▶ **WRITTEN TASK**
Turn the rows, starting at the beginning and stopping after the line that contains "pixel 427 240", into a two-column CSV with the columns request and answer, one line per request. Put the request's text and its answer each in a single quoted field, with line breaks replaced by spaces.

-- start of EXCERPTED RECORDS --

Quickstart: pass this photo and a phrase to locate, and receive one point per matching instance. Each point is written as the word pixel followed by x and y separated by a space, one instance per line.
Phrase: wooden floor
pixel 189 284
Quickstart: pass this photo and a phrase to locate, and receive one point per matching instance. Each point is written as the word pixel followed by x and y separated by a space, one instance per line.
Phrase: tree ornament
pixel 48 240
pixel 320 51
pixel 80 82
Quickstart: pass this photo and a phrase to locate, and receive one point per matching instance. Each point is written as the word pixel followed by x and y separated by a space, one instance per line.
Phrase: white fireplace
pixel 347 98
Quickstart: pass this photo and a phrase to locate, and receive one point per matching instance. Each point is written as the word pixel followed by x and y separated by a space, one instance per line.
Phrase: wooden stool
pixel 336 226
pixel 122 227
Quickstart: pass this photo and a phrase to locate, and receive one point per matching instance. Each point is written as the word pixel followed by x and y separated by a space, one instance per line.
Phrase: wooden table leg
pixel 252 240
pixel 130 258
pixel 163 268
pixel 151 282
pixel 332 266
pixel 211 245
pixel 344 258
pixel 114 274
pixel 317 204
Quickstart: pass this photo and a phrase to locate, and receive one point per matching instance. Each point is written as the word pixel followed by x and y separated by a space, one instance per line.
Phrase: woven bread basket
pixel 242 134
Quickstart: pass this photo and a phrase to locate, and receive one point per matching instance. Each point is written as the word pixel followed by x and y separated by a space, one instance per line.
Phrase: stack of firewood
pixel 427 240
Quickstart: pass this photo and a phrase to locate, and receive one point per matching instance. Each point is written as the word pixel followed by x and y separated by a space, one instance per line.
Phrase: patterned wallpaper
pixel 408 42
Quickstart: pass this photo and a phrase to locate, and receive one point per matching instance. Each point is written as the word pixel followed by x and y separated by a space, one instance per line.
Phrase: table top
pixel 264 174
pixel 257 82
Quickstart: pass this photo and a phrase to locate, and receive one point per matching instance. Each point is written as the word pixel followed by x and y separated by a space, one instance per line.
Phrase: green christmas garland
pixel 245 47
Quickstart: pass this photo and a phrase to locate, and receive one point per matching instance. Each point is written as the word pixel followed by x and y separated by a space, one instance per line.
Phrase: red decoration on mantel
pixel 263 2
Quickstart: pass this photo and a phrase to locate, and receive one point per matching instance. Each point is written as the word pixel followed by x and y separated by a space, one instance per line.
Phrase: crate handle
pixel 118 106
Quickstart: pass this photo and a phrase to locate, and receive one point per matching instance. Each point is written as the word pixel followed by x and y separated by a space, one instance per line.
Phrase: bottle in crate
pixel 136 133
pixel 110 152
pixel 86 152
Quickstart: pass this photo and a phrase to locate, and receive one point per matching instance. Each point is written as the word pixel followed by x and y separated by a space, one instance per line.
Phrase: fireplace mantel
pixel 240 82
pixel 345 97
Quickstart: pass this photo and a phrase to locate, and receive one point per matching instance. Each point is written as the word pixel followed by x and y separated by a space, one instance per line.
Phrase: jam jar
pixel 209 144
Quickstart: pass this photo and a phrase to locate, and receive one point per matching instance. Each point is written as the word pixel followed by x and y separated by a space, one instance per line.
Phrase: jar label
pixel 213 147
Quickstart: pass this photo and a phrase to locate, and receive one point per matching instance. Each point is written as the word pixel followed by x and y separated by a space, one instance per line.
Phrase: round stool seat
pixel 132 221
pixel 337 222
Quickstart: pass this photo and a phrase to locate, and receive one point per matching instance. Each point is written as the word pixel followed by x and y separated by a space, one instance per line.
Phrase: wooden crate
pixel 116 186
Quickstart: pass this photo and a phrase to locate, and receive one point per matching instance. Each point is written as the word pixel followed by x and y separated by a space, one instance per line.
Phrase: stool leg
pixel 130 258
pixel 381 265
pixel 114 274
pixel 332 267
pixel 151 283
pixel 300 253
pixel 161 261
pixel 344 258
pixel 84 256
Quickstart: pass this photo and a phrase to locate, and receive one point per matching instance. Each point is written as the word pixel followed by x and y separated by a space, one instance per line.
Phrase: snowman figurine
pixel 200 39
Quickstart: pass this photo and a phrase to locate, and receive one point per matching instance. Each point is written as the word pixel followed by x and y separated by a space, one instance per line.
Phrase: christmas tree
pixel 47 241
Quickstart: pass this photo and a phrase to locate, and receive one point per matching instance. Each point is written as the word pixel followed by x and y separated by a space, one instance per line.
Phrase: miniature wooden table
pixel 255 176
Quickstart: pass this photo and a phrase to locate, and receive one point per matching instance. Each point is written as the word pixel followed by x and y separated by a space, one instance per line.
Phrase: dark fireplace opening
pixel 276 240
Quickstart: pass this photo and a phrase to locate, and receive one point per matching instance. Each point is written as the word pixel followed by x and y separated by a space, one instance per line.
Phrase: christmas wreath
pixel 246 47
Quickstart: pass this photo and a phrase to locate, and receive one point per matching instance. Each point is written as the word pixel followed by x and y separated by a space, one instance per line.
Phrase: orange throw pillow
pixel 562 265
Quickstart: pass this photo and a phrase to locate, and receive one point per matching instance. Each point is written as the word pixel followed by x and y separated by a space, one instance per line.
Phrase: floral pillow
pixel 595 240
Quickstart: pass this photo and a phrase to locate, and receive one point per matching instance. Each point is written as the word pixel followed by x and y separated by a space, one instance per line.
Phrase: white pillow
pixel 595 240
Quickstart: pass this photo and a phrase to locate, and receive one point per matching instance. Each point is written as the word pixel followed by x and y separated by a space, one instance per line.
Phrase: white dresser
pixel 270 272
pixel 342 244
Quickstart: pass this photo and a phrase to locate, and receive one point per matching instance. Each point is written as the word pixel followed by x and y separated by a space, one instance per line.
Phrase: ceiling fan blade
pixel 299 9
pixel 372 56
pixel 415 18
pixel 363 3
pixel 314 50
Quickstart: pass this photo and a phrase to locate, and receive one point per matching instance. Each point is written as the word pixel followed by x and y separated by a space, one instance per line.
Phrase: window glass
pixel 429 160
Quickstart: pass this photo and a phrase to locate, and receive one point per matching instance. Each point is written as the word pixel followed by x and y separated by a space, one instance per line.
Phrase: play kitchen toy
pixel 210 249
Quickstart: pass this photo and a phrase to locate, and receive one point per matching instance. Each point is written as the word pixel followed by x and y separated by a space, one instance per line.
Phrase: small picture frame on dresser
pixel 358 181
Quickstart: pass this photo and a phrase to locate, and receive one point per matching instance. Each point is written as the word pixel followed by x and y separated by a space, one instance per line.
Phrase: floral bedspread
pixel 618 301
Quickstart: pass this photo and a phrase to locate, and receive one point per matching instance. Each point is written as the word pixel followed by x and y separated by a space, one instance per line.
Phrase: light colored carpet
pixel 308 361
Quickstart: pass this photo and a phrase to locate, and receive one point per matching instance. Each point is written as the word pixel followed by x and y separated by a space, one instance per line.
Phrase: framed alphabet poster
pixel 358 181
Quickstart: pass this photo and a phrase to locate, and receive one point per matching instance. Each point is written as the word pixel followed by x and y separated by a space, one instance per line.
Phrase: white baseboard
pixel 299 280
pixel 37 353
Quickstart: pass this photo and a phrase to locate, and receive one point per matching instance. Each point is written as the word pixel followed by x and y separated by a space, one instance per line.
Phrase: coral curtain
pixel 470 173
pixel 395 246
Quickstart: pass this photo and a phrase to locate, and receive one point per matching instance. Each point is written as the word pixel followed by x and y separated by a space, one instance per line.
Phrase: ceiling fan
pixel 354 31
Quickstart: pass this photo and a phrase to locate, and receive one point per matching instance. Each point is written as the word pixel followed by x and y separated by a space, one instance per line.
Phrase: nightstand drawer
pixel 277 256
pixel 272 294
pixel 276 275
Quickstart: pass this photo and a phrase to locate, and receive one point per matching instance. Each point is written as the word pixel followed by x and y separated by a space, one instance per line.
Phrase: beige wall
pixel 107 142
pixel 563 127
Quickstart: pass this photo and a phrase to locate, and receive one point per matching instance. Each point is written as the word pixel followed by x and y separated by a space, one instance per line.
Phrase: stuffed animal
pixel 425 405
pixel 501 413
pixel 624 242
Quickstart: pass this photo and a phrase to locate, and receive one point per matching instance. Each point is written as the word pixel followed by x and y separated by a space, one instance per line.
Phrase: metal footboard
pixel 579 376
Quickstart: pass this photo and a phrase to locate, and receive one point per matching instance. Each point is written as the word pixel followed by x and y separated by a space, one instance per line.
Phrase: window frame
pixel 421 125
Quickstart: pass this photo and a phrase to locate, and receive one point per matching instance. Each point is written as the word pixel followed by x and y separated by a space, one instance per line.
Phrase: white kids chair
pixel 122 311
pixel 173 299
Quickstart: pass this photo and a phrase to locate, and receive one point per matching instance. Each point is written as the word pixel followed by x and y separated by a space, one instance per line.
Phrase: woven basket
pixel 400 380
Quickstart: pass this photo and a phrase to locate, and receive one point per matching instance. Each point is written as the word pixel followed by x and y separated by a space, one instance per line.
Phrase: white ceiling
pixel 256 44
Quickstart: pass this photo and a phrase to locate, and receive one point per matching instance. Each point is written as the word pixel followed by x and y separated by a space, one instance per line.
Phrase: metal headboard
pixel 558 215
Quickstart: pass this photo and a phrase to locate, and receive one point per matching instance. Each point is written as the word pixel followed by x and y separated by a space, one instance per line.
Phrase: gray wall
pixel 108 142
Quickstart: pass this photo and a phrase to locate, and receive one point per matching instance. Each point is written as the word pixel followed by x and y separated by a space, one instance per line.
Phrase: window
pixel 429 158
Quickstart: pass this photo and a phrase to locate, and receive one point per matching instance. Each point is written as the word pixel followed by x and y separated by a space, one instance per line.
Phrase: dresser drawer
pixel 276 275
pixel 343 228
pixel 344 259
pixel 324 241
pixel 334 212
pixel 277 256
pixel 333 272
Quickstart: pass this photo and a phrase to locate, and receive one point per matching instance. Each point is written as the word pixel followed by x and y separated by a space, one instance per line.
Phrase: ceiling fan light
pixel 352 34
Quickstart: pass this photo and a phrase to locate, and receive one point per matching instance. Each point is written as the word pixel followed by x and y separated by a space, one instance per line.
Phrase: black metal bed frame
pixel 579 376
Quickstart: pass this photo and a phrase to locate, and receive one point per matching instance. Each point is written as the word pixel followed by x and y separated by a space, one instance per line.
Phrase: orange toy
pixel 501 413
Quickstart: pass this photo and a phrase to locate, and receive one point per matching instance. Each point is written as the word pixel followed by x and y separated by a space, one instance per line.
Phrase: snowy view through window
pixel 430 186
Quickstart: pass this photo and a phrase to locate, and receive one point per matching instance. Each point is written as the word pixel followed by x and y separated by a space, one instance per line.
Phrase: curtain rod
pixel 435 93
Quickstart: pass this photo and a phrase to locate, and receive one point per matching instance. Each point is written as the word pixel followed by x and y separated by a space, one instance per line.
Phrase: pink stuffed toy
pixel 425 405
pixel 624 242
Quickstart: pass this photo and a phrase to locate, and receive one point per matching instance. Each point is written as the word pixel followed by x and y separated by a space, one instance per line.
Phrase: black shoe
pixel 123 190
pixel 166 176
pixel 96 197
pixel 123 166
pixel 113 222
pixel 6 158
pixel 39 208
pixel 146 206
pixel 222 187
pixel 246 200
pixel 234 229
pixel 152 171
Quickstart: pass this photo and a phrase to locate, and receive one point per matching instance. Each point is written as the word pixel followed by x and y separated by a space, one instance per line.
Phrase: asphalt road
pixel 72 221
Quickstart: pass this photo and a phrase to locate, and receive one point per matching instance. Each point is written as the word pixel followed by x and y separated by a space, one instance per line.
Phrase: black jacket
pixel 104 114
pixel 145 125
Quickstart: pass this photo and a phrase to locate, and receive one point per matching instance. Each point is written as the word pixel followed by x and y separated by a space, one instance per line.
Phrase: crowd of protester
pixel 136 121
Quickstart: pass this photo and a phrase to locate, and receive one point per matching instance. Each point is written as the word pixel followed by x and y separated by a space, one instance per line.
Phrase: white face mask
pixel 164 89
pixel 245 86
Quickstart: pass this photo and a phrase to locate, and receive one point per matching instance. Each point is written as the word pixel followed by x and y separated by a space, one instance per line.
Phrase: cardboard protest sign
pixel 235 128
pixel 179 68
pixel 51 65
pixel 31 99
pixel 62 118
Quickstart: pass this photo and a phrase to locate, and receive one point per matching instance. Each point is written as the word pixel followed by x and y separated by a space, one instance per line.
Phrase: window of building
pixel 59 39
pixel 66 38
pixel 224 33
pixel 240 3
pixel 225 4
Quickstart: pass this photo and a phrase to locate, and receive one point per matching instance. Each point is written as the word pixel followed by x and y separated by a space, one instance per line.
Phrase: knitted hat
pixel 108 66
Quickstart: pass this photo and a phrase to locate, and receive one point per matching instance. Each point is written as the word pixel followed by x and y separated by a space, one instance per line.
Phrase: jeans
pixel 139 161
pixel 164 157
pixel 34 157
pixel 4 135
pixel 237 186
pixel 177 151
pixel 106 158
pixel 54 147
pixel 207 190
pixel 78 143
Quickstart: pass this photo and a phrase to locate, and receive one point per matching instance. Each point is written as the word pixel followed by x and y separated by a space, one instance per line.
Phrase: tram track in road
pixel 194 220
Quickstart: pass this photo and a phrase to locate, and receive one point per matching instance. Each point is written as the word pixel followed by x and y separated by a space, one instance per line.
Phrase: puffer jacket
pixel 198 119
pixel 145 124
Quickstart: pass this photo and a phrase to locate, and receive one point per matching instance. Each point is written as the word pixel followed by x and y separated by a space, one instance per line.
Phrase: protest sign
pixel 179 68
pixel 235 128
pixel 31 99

-- end of EXCERPTED RECORDS --

▶ **RESULT**
request,answer
"Quickstart: pass this photo and a phrase to locate, and receive one point per matching instance. Each point is written as the word pixel followed by x and y separated by a space, one instance per line. Phrase: wooden floor","pixel 189 284"
"Quickstart: pass this photo and a phrase to locate, and receive one point per matching instance. Each point is written as the word pixel followed by x and y separated by a space, one instance per line. Phrase: tree ornament","pixel 48 240 pixel 320 51 pixel 80 82"
"Quickstart: pass this photo and a phrase to locate, and receive one point per matching instance. Each point is written as the word pixel followed by x and y separated by a space, one instance per line. Phrase: white fireplace","pixel 347 98"
"Quickstart: pass this photo and a phrase to locate, and receive one point per matching instance. Each point is written as the word pixel followed by x and y separated by a space, one instance per line. Phrase: wooden stool","pixel 336 226 pixel 122 227"
"Quickstart: pass this photo and a phrase to locate, and receive one point per matching instance. Each point is written as the word pixel followed by x and y separated by a space, one instance per line. Phrase: wooden table leg","pixel 252 240 pixel 130 258 pixel 163 268 pixel 151 282 pixel 332 266 pixel 211 245 pixel 344 258 pixel 114 274 pixel 317 204"
"Quickstart: pass this photo and a phrase to locate, and receive one point per matching instance. Each point is written as the word pixel followed by x and y separated by a space, one instance per line. Phrase: woven bread basket","pixel 242 134"
"Quickstart: pass this photo and a phrase to locate, and receive one point per matching instance. Each point is written as the word pixel followed by x and y separated by a space, one instance per line. Phrase: stack of firewood","pixel 427 240"